---------- Entries provided

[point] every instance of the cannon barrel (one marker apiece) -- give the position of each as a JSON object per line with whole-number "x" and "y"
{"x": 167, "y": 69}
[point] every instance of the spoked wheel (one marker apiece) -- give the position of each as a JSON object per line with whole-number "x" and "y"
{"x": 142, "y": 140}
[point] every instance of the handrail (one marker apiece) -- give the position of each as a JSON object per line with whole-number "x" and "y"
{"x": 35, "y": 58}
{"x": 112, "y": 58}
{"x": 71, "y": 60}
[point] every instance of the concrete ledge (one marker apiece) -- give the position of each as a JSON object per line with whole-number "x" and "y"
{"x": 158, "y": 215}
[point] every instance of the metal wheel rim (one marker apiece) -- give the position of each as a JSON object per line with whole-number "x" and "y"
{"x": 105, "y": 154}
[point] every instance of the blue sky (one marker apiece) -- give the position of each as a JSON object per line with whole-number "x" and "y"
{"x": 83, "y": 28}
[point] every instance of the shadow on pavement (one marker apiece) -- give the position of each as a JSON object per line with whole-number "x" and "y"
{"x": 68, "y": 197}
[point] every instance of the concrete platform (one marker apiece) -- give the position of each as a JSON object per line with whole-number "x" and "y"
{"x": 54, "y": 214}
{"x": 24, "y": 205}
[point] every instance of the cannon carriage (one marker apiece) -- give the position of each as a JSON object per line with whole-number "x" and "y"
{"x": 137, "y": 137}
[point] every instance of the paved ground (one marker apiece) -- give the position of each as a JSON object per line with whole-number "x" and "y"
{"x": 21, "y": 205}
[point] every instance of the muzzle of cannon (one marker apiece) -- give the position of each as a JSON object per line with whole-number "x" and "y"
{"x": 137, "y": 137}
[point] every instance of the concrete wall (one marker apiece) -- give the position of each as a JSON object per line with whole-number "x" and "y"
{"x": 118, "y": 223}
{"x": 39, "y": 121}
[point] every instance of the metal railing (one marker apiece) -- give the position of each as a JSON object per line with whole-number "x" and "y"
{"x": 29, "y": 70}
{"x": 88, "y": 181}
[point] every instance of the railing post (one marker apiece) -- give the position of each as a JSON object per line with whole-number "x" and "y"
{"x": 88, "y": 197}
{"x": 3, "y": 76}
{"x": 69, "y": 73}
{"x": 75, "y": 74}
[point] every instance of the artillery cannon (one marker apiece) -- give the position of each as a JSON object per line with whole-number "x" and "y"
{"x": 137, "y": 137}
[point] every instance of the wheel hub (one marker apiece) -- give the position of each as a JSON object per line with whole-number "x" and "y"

--------------------

Written instruction = Exact output of every entry is required.

Exercise solution =
[point] every instance of the cannon barrel (one marker apiece) -- give the position of each as a JSON object per line with whole-number "x" and "y"
{"x": 167, "y": 69}
[point] every instance of the spoked wheel (one marker apiece) -- give the position of each as a JSON object per line with whole-number "x" and "y"
{"x": 142, "y": 140}
[point] every instance of the handrail (one marker apiece) -- give the position of each as a JSON object per line with whole-number "x" and "y"
{"x": 35, "y": 58}
{"x": 112, "y": 58}
{"x": 71, "y": 60}
[point] every instance of the concrete ledge (one marker apiece) -- give the position of each as a JSON object per line with whole-number "x" and "y"
{"x": 158, "y": 215}
[point] every instance of the metal wheel rim (one marker apiece) -- give the position of each as a JSON object per line with whole-number "x" and "y"
{"x": 105, "y": 154}
[point] every instance of the blue sky (one marker apiece) -- give the position of each as a JSON object per line with whole-number "x" and "y"
{"x": 83, "y": 28}
[point] every instance of the shadow on pavement (one marker apiece) -- give the position of each as a JSON object per line with whole-number "x" and "y"
{"x": 68, "y": 197}
[point] every instance of the concrete platform (one marker apiece) -- give the position of each as a JSON object per line with whole-number "x" and "y"
{"x": 54, "y": 214}
{"x": 24, "y": 205}
[point] every instance of the cannon carriage (one marker apiece) -- give the position of each as a JSON object per line with whole-number "x" and "y"
{"x": 137, "y": 137}
[point] every instance of the paved ground (one marker apiece) -- give the position of each as a JSON object per line with whole-number "x" and "y"
{"x": 21, "y": 205}
[point] every instance of the muzzle of cannon (one marker apiece) -- give the position of each as a JSON object per line with whole-number "x" and "y"
{"x": 137, "y": 137}
[point] every instance of the concrete wall (one marker apiece) -- give the position of each as a JSON object per line with whole-number "x" and "y"
{"x": 118, "y": 223}
{"x": 39, "y": 121}
[point] every instance of the metal railing (one marker apiece) -- give the position of each as a JSON object per line with whole-number "x" and "y"
{"x": 29, "y": 70}
{"x": 88, "y": 181}
[point] every instance of the railing post (one marker apiece) -- give the position of each as a JSON object per line with whole-number "x" and "y"
{"x": 88, "y": 197}
{"x": 3, "y": 76}
{"x": 69, "y": 73}
{"x": 75, "y": 74}
[point] every instance of the artillery cannon (one marker apiece) -- give the position of each as a JSON object per line with whole-number "x" and "y"
{"x": 137, "y": 137}
[point] every instance of the wheel hub (one marker apiece) -- give the position of each as a JSON object per line with whole-number "x" and "y"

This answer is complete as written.